== DESCRIPTION OF THE TASK ==
Give back every record exactly, with its pictures left out.

== RECORDED INFORMATION ==
☆ ☆ ☆ ☆ ☆
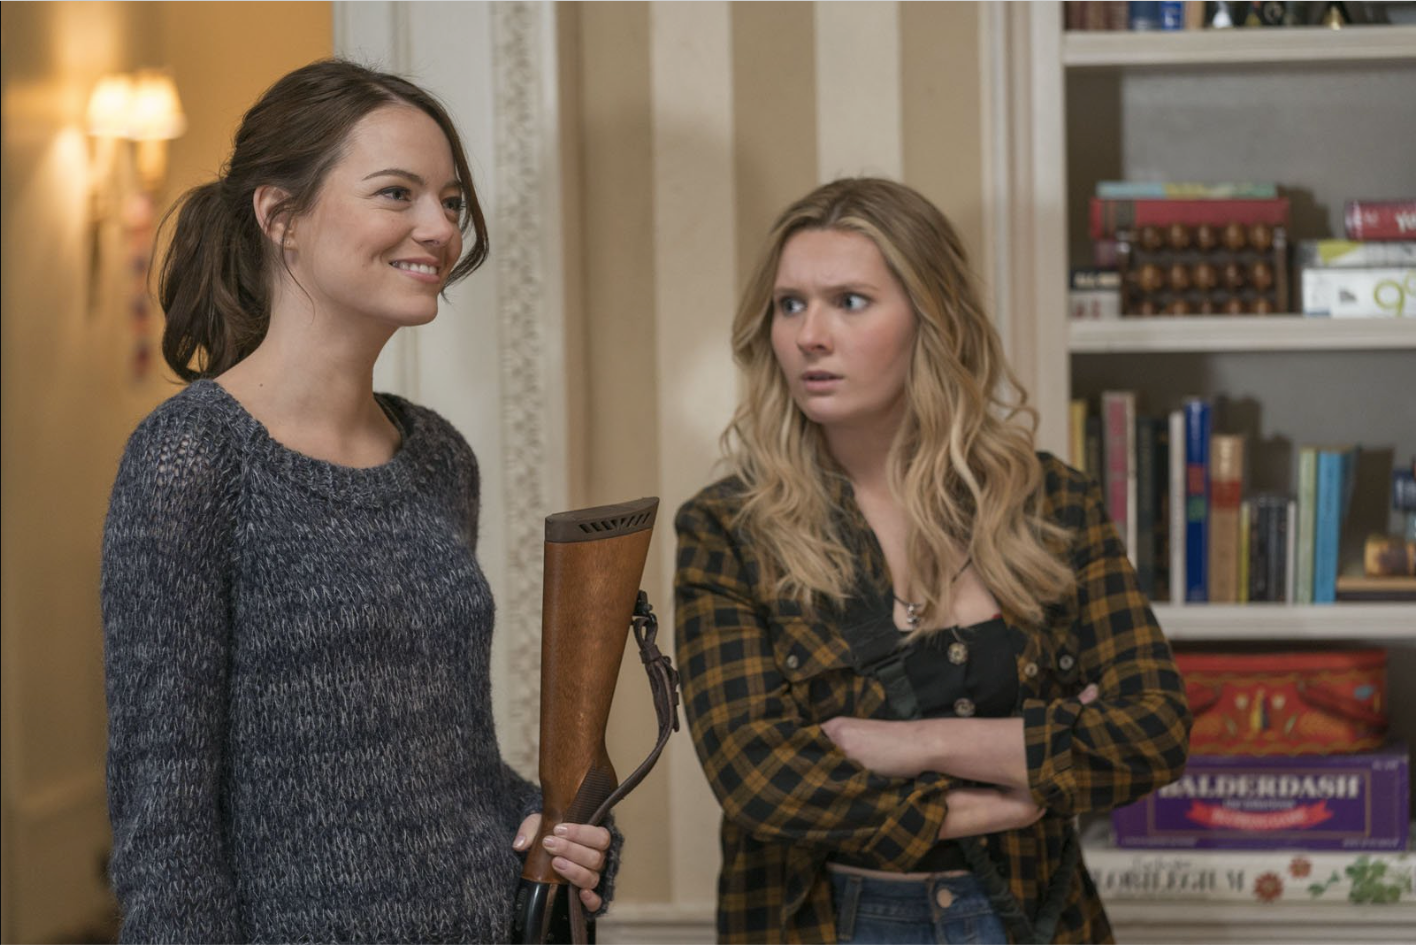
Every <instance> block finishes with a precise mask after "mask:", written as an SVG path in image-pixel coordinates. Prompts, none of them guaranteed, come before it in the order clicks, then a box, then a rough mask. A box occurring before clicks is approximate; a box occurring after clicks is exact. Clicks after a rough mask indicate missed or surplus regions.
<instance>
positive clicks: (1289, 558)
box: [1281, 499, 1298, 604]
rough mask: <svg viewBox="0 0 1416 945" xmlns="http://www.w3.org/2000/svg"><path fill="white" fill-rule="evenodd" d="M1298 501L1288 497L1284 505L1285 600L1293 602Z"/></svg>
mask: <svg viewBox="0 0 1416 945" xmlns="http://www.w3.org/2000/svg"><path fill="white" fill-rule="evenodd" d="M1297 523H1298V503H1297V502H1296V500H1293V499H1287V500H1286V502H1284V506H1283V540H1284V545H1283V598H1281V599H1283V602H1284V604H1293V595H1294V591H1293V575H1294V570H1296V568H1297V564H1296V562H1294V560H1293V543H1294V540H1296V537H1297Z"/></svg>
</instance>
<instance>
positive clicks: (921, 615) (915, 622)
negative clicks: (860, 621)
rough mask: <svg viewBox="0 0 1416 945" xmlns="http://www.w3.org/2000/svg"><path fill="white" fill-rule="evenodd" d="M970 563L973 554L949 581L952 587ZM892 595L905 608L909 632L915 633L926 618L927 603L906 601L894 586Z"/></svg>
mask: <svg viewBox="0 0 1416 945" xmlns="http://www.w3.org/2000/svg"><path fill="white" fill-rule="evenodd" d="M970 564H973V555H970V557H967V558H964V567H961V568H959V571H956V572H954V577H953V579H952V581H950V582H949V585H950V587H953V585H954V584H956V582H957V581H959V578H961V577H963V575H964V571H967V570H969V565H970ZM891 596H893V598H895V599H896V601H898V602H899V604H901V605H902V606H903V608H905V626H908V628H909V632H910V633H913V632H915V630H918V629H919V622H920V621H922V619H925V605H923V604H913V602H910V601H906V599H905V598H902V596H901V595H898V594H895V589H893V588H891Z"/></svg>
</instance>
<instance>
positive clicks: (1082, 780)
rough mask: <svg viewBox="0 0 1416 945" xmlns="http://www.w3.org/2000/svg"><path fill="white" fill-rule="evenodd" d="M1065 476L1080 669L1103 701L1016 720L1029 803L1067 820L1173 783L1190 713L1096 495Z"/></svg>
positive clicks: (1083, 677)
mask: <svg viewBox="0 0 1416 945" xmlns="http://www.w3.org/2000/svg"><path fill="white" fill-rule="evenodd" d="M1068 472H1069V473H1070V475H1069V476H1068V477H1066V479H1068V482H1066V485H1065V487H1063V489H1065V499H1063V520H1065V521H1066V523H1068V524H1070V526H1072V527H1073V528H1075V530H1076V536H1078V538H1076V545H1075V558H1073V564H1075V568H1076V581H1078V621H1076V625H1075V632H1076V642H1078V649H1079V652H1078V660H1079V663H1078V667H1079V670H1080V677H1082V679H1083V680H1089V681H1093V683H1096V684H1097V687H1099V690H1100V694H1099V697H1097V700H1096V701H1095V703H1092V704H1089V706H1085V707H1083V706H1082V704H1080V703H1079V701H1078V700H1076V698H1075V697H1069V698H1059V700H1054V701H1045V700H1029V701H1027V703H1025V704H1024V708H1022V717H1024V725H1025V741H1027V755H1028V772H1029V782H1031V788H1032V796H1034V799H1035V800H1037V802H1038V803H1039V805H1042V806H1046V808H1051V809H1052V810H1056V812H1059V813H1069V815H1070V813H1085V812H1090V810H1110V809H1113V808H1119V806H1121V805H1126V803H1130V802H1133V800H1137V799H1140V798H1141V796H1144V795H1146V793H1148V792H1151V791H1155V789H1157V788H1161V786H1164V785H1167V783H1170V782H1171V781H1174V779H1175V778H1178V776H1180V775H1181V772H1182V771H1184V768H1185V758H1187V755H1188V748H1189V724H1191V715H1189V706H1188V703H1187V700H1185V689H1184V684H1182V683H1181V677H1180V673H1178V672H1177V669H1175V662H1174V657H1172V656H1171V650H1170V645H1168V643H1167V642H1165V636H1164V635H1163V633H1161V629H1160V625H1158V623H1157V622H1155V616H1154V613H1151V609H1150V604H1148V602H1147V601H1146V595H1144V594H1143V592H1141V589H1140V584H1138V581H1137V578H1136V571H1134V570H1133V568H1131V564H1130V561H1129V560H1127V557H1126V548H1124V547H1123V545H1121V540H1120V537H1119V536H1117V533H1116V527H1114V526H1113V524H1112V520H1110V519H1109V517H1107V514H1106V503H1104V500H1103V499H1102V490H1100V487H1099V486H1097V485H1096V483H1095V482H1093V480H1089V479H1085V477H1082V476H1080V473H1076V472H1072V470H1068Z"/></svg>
☆ ☆ ☆ ☆ ☆
== RESULT ==
Every <instance> block finishes with a precise mask after "mask:", written as an SVG path in image-pixel coordinates. Prompts, none of them guaranteed, come before it in the order clicks, then a box, then a rough mask. A box occurring before clicks is approximate; a box occurring after clicks is exact. Clicks after a rough mask indicate missed or surplus regions.
<instance>
positive clicks: (1289, 558)
box: [1281, 499, 1298, 604]
rough mask: <svg viewBox="0 0 1416 945" xmlns="http://www.w3.org/2000/svg"><path fill="white" fill-rule="evenodd" d="M1298 501L1288 497L1284 505L1285 600L1293 602Z"/></svg>
mask: <svg viewBox="0 0 1416 945" xmlns="http://www.w3.org/2000/svg"><path fill="white" fill-rule="evenodd" d="M1297 523H1298V503H1297V502H1296V500H1293V499H1287V500H1286V502H1284V506H1283V540H1284V545H1283V598H1281V599H1283V602H1284V604H1293V595H1294V591H1293V575H1294V570H1296V568H1297V564H1296V562H1294V560H1293V543H1294V540H1296V537H1297Z"/></svg>
</instance>
<instance>
positive clicks: (921, 615) (915, 622)
negative clicks: (860, 621)
rough mask: <svg viewBox="0 0 1416 945" xmlns="http://www.w3.org/2000/svg"><path fill="white" fill-rule="evenodd" d="M970 563L973 554L949 581L952 587ZM892 595L905 608L909 632L915 633L926 618L927 603L906 601L894 586Z"/></svg>
mask: <svg viewBox="0 0 1416 945" xmlns="http://www.w3.org/2000/svg"><path fill="white" fill-rule="evenodd" d="M970 564H973V555H970V557H967V558H964V567H961V568H959V571H956V572H954V577H953V579H952V581H950V582H949V585H950V587H953V585H954V584H956V582H957V581H959V578H961V577H963V575H964V571H967V570H969V565H970ZM891 596H893V598H895V599H896V601H898V602H899V604H901V605H902V606H903V608H905V626H908V628H909V632H910V633H913V632H915V630H918V629H919V622H920V621H922V619H925V605H923V604H913V602H910V601H906V599H905V598H902V596H901V595H898V594H895V589H893V588H891Z"/></svg>
</instance>
<instance>
positive clicks: (1082, 780)
rough mask: <svg viewBox="0 0 1416 945" xmlns="http://www.w3.org/2000/svg"><path fill="white" fill-rule="evenodd" d="M1065 476L1080 669L1103 701L1016 720L1029 803L1067 820L1173 783L1190 713L1096 495Z"/></svg>
positive clicks: (1083, 677)
mask: <svg viewBox="0 0 1416 945" xmlns="http://www.w3.org/2000/svg"><path fill="white" fill-rule="evenodd" d="M1068 472H1069V473H1070V475H1069V476H1068V477H1066V479H1068V482H1066V485H1065V487H1063V489H1065V499H1063V520H1065V521H1066V523H1068V524H1070V526H1072V527H1073V528H1075V530H1076V536H1078V538H1076V545H1075V558H1073V564H1075V568H1076V581H1078V621H1076V625H1075V632H1076V642H1078V649H1079V652H1078V660H1079V663H1078V667H1079V670H1080V677H1082V679H1083V680H1089V681H1093V683H1096V684H1097V687H1099V690H1100V694H1099V697H1097V700H1096V701H1095V703H1092V704H1089V706H1085V707H1083V706H1082V704H1080V703H1079V701H1078V700H1076V698H1075V697H1069V698H1059V700H1054V701H1045V700H1029V701H1027V703H1025V704H1024V708H1022V717H1024V725H1025V741H1027V755H1028V772H1029V782H1031V788H1032V796H1034V799H1035V800H1037V802H1038V803H1039V805H1042V806H1046V808H1051V809H1052V810H1056V812H1059V813H1069V815H1070V813H1085V812H1090V810H1110V809H1113V808H1119V806H1121V805H1126V803H1130V802H1133V800H1137V799H1140V798H1141V796H1144V795H1146V793H1148V792H1151V791H1155V789H1157V788H1161V786H1164V785H1167V783H1170V782H1171V781H1174V779H1175V778H1178V776H1180V775H1181V772H1182V771H1184V768H1185V758H1187V755H1188V748H1189V724H1191V715H1189V706H1188V703H1187V700H1185V689H1184V684H1182V683H1181V677H1180V673H1178V672H1177V669H1175V662H1174V657H1172V656H1171V650H1170V645H1168V643H1167V642H1165V636H1164V635H1163V633H1161V629H1160V625H1158V623H1157V622H1155V616H1154V613H1151V609H1150V604H1148V602H1147V601H1146V595H1144V594H1143V592H1141V589H1140V584H1138V581H1137V578H1136V571H1134V570H1133V568H1131V564H1130V561H1129V560H1127V557H1126V548H1124V547H1123V545H1121V540H1120V537H1119V536H1117V533H1116V527H1114V526H1113V524H1112V520H1110V519H1109V517H1107V514H1106V503H1104V500H1103V499H1102V490H1100V487H1099V486H1097V485H1096V483H1095V482H1093V480H1089V479H1085V477H1082V476H1080V473H1076V472H1072V470H1068Z"/></svg>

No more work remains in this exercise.